[Some records]
****************************************

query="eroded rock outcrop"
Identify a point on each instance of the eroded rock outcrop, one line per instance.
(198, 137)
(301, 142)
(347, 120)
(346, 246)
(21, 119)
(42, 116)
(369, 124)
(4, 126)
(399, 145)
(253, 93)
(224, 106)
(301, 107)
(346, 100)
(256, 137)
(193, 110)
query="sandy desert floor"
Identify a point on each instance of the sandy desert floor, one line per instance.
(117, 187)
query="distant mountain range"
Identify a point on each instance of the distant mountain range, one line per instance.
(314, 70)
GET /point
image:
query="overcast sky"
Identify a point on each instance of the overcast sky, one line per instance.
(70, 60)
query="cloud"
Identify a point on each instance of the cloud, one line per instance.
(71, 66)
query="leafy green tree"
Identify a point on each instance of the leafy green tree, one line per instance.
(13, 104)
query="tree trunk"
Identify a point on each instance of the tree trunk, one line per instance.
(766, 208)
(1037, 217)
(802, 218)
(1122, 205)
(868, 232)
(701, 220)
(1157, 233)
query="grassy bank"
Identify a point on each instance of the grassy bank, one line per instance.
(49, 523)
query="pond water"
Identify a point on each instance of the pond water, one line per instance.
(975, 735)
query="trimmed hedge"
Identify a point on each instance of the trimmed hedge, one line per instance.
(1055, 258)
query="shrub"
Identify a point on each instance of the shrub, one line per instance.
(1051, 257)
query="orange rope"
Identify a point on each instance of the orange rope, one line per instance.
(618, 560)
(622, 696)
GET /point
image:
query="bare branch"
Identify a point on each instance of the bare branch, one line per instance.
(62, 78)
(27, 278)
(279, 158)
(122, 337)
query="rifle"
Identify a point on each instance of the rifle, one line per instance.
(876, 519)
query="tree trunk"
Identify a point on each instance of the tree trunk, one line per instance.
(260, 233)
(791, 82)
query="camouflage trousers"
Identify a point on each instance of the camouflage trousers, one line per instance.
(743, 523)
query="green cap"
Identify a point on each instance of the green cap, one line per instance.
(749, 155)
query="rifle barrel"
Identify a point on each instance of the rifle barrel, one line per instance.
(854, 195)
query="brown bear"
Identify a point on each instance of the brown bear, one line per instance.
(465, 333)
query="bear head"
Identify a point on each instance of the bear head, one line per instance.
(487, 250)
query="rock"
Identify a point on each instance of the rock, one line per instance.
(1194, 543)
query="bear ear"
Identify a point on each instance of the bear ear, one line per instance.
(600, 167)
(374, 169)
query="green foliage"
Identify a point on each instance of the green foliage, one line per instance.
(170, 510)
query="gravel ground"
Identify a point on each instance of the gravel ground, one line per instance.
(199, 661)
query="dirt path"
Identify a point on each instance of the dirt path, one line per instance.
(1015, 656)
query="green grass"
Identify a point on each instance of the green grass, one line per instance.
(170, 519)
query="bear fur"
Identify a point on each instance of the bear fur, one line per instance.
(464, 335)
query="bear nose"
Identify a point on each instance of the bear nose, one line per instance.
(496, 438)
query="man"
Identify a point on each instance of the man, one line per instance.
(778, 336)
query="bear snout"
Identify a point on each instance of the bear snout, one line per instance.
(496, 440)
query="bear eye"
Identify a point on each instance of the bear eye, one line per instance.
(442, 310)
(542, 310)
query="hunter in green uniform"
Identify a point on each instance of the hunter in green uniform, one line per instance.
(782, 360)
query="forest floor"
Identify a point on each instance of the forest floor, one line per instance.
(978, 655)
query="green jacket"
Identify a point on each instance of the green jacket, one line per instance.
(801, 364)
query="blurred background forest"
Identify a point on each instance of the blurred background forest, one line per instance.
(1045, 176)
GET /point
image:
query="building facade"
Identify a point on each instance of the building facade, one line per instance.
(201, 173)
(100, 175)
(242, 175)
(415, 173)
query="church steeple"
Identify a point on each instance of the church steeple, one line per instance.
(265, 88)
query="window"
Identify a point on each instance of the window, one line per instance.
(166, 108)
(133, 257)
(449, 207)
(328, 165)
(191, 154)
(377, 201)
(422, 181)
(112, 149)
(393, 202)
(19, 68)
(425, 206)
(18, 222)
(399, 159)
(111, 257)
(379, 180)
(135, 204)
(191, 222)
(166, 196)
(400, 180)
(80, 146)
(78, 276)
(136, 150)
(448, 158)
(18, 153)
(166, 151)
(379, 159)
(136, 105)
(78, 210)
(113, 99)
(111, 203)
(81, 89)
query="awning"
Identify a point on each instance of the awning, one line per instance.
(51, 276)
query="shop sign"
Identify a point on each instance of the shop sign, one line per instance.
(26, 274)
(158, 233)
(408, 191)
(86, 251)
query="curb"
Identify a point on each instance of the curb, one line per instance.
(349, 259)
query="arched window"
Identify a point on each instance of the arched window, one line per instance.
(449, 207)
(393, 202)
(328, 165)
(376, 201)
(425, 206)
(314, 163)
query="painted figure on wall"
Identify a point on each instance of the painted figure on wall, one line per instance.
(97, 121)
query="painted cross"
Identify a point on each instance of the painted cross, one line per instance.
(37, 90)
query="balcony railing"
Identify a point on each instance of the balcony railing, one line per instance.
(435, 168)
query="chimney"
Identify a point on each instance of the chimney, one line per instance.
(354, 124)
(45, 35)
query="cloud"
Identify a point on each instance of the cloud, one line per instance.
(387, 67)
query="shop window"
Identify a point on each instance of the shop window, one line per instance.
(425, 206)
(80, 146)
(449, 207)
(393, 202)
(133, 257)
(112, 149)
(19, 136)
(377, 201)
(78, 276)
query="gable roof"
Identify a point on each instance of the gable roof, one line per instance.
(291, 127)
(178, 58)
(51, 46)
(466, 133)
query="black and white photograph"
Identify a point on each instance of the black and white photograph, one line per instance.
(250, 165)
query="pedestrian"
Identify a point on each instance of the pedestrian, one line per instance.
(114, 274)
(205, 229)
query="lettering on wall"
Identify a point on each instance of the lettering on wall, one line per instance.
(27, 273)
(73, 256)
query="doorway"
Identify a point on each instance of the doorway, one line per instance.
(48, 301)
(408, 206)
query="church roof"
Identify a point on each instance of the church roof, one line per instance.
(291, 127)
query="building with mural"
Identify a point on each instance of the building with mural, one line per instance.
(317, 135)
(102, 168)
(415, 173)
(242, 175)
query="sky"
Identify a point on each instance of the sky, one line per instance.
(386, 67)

****************************************

Written problem ::
Restate the listing in full, word for word.

Exercise result ::
query="eroded rock outcrop"
Identify a point on each instance of the eroded rock outcrop, one line per instance.
(198, 137)
(301, 142)
(347, 120)
(346, 246)
(21, 119)
(42, 116)
(369, 124)
(4, 126)
(399, 145)
(253, 93)
(224, 106)
(301, 107)
(346, 100)
(256, 137)
(193, 110)
query="sandy desert floor"
Identify a point on each instance of the sandy desert floor, one line per instance.
(117, 187)
query="distant mountain range"
Identify a point on each instance of the distant mountain range, one line per instance.
(314, 70)
GET /point
image:
query="overcast sky"
Identify a point on each instance of the overcast sky, one line per instance.
(70, 60)
query="cloud"
Identify a point on each instance of the cloud, one line per instance.
(71, 66)
query="leafy green tree"
Identify a point on each instance of the leafy green tree, one line per instance.
(13, 104)
query="tree trunk"
Identify a point on each instance of the tree trunk, one line per instance.
(766, 208)
(1037, 217)
(802, 218)
(1122, 205)
(868, 232)
(701, 220)
(1157, 233)
query="grassy bank"
Identify a point on each instance of the grassy bank, one line per instance.
(49, 523)
query="pond water"
Identify a point on each instance of the pond water, one line per instance.
(975, 735)
query="trimmed hedge"
Identify a point on each instance of the trimmed hedge, one line per instance.
(1055, 258)
query="shrub"
Identify a point on each instance of the shrub, one line per instance.
(1051, 257)
query="orange rope"
Identify a point on each instance of the orange rope, one line per instance.
(618, 560)
(622, 696)
GET /point
image:
query="bare branch"
Identify a point on each instance of the bare branch, one line per instance.
(62, 78)
(27, 278)
(279, 158)
(122, 337)
query="rifle"
Identify a point on each instance of the rifle, one line per instance.
(876, 519)
query="tree trunk"
Identify a point on each instance of the tree trunk, one line per instance.
(260, 233)
(791, 82)
query="camouflage trousers"
Identify a point on each instance of the camouflage trousers, one line per instance.
(743, 523)
query="green cap"
Identify a point on each instance of the green cap, one line per instance.
(749, 155)
query="rifle barrel"
Identify a point on each instance of the rifle barrel, one line per instance.
(854, 195)
query="brown bear"
Identify a point on each instance of the brown bear, one line per instance.
(465, 333)
query="bear head"
Identify a point on each instance of the bear head, one line per instance.
(487, 250)
query="rock"
Identify a point on each instance of the rock, one line per instance.
(1194, 543)
query="bear ear"
Identify a point on each instance of the bear ear, one line per instance.
(600, 167)
(374, 169)
query="green foliage"
Identify a point on each instance of the green foliage, one line per instance.
(170, 510)
query="gravel ground"
Identify a point on each instance of the gravel ground, one line per instance.
(199, 661)
query="dirt path"
Identify a point on each instance of the dirt path, one line per instance.
(1015, 656)
query="green grass"
Identify a point on each instance of the green grass, one line per instance.
(170, 519)
query="bear fur"
Identify a point on each instance of the bear fur, one line per instance.
(464, 335)
query="bear nose"
Identify a point on each instance of the bear nose, one line per instance.
(496, 438)
query="man"
Identify a point on each instance of the man, one line per instance.
(778, 336)
query="bear snout"
Identify a point on each instance of the bear snout, one line per instance.
(496, 440)
query="bear eye"
Identify a point on each instance of the bear eye, one line per instance.
(442, 310)
(542, 310)
query="hunter in green uniform"
Identify a point on each instance of the hunter in green uniform, one line per instance.
(782, 360)
query="forest floor"
Identify a point on each instance of the forest floor, one line per instance.
(978, 655)
query="green jacket"
Identify a point on each instance of the green jacket, one line per instance.
(801, 364)
query="blurred background forest"
Identify a point on each instance of the blurred background forest, one line per instance.
(1045, 176)
GET /point
image:
query="building facade"
Identify a point on each instance of the building facade, one line per instance.
(201, 173)
(100, 175)
(242, 175)
(415, 173)
query="church steeple"
Identify a point on each instance of the church steeple, one line per instance.
(265, 88)
query="window"
Identify a point on each instance of the window, one line per instance.
(166, 108)
(133, 257)
(449, 207)
(328, 165)
(191, 154)
(377, 201)
(422, 181)
(112, 149)
(393, 202)
(19, 68)
(425, 206)
(18, 222)
(399, 159)
(111, 257)
(379, 180)
(135, 204)
(191, 222)
(166, 196)
(400, 180)
(80, 146)
(78, 276)
(136, 150)
(448, 158)
(18, 153)
(166, 151)
(379, 159)
(136, 105)
(78, 210)
(113, 99)
(111, 203)
(81, 89)
query="awning"
Identify a point on each instance of the awning, one line per instance.
(51, 276)
query="shop sign"
Identify a point on each instance of the shop sign, one line per instance.
(26, 274)
(158, 233)
(408, 191)
(86, 251)
query="curb"
Identify a point on each instance of the curb, one line per instance.
(349, 259)
query="arched window"
Identify a point on each instance of the arched window, one line per instance.
(449, 207)
(393, 202)
(328, 165)
(376, 201)
(425, 206)
(314, 163)
query="painted figure on wall"
Identify a point on each instance of the painted figure on wall, one line per instance.
(97, 121)
query="painted cross"
Identify a point on each instance of the painted cross, one line per instance.
(37, 90)
query="balcony railing"
Identify a point on each instance of the balcony railing, one line per instance.
(435, 168)
query="chimney"
Identify a point on each instance of the chimney, one line per instance.
(354, 124)
(45, 35)
query="cloud"
Identify a point on each instance of the cloud, one line per instance.
(387, 67)
query="shop window"
Identify a point on each instance of the shop window, one line per instance.
(425, 206)
(80, 146)
(449, 207)
(393, 202)
(133, 257)
(112, 149)
(19, 136)
(377, 201)
(78, 276)
query="gable roof"
Identify a point on each instance of the gable roof, one line per instance.
(291, 127)
(178, 58)
(51, 46)
(466, 133)
query="black and white photograph"
Identify a point on each instance of the black and white photograph, one line per instance.
(250, 165)
query="pedestrian"
Identify a point on each instance of the pedestrian, one line per instance.
(114, 274)
(205, 229)
query="lettering on wall"
Identify a point on each instance of the lettering on wall, one line per instance.
(27, 273)
(73, 256)
query="doorway"
Identify a point on each instance of the doorway, one line per instance.
(48, 301)
(408, 206)
query="church roof"
Identify a point on each instance of the church roof, one line per instance.
(291, 127)
query="building with mural"
Identify a point on each instance of the building with mural, one line per instance.
(317, 135)
(102, 168)
(415, 173)
(242, 175)
query="sky"
Identify a point on each instance of the sky, one line per instance.
(386, 67)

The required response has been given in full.